• _Work to complete_:
Gather every line in the records below that contains the string "blue", and copy each such line in full. Case counts, so only matches with the same capitalization qualify.

----- Items

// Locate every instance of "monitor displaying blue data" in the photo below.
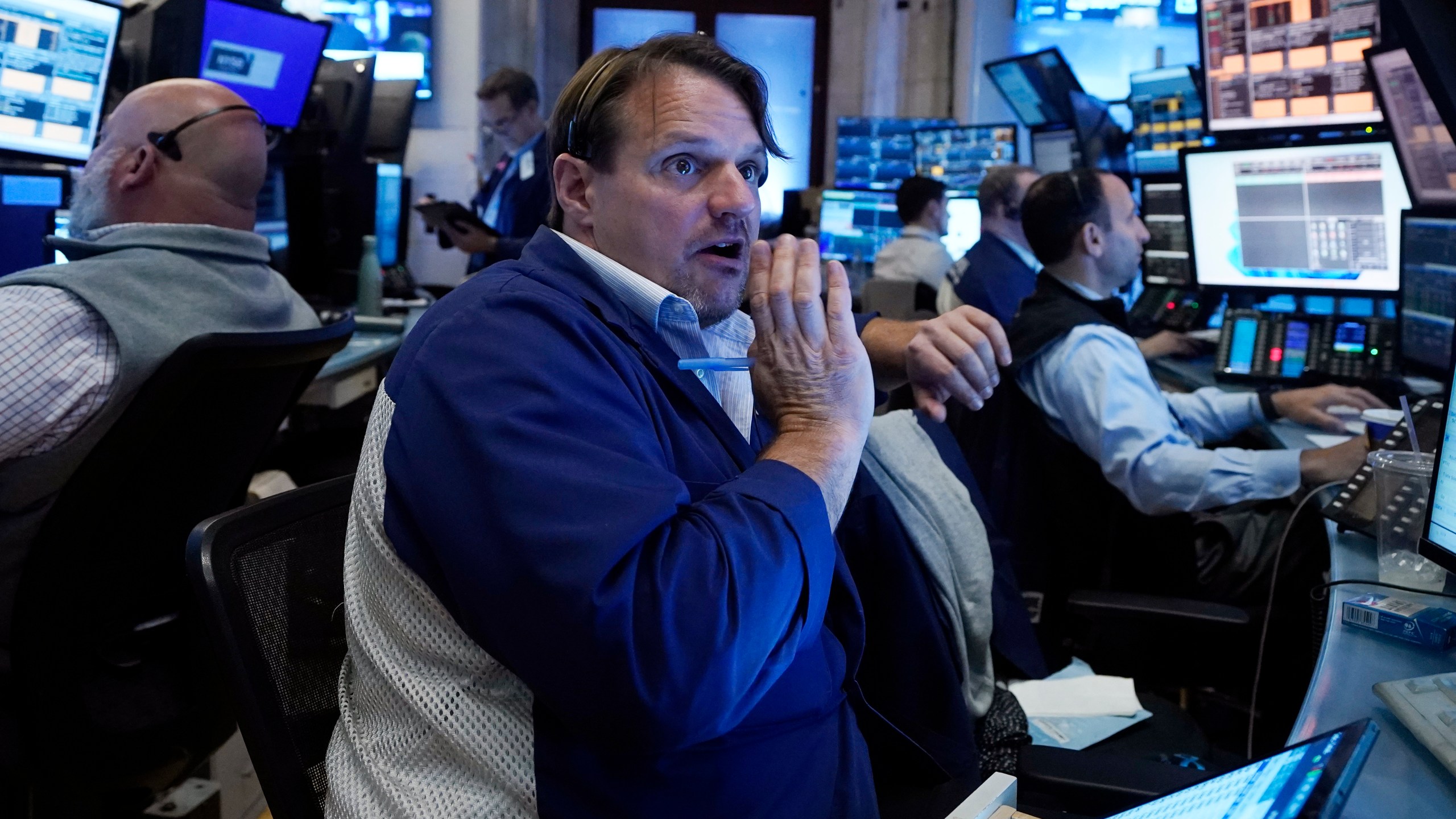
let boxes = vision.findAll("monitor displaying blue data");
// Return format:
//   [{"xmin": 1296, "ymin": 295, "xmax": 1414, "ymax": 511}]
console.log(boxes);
[
  {"xmin": 1184, "ymin": 142, "xmax": 1411, "ymax": 293},
  {"xmin": 201, "ymin": 0, "xmax": 329, "ymax": 128},
  {"xmin": 0, "ymin": 0, "xmax": 121, "ymax": 162},
  {"xmin": 915, "ymin": 122, "xmax": 1016, "ymax": 191},
  {"xmin": 941, "ymin": 191, "xmax": 981, "ymax": 259},
  {"xmin": 0, "ymin": 173, "xmax": 65, "ymax": 275},
  {"xmin": 820, "ymin": 191, "xmax": 904, "ymax": 262},
  {"xmin": 374, "ymin": 165, "xmax": 405, "ymax": 267},
  {"xmin": 1401, "ymin": 214, "xmax": 1456, "ymax": 376}
]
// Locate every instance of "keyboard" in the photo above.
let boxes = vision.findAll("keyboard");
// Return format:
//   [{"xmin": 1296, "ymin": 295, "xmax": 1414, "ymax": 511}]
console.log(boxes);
[{"xmin": 1375, "ymin": 673, "xmax": 1456, "ymax": 775}]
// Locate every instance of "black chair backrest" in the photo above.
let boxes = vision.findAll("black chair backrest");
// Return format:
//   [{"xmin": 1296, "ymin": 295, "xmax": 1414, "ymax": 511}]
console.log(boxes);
[
  {"xmin": 187, "ymin": 475, "xmax": 354, "ymax": 819},
  {"xmin": 13, "ymin": 321, "xmax": 354, "ymax": 781}
]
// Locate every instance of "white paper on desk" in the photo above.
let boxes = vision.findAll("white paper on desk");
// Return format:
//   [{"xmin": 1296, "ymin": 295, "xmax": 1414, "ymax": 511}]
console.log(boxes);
[
  {"xmin": 1009, "ymin": 675, "xmax": 1143, "ymax": 717},
  {"xmin": 1308, "ymin": 433, "xmax": 1355, "ymax": 449}
]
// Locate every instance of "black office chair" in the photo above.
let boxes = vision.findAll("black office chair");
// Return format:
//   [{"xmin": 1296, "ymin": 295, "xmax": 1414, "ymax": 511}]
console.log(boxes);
[
  {"xmin": 187, "ymin": 475, "xmax": 354, "ymax": 819},
  {"xmin": 6, "ymin": 319, "xmax": 354, "ymax": 814}
]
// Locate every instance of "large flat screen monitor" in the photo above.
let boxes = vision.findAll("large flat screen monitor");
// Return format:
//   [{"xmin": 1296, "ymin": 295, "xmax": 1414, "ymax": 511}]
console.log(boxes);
[
  {"xmin": 1184, "ymin": 140, "xmax": 1411, "ymax": 293},
  {"xmin": 0, "ymin": 0, "xmax": 121, "ymax": 162},
  {"xmin": 941, "ymin": 195, "xmax": 981, "ymax": 259},
  {"xmin": 0, "ymin": 169, "xmax": 68, "ymax": 275},
  {"xmin": 1127, "ymin": 65, "xmax": 1203, "ymax": 173},
  {"xmin": 820, "ymin": 191, "xmax": 904, "ymax": 262},
  {"xmin": 986, "ymin": 48, "xmax": 1082, "ymax": 127},
  {"xmin": 1401, "ymin": 213, "xmax": 1456, "ymax": 378},
  {"xmin": 1368, "ymin": 48, "xmax": 1456, "ymax": 205},
  {"xmin": 196, "ymin": 0, "xmax": 329, "ymax": 128},
  {"xmin": 283, "ymin": 0, "xmax": 434, "ymax": 99},
  {"xmin": 1198, "ymin": 0, "xmax": 1380, "ymax": 133},
  {"xmin": 834, "ymin": 117, "xmax": 955, "ymax": 191},
  {"xmin": 915, "ymin": 122, "xmax": 1016, "ymax": 191}
]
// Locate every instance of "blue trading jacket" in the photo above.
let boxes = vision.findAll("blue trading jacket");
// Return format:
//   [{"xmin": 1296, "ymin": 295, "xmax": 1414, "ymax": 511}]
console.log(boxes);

----------

• _Task solution_:
// Locate every instance of "monitor displaying blue data" in the photo below.
let boxes = vision.findAll("monitor displaying blue data");
// Locate every instance of "blue trading jacket" in the photo above.
let boxes = vision.findAll("blue trading jacket");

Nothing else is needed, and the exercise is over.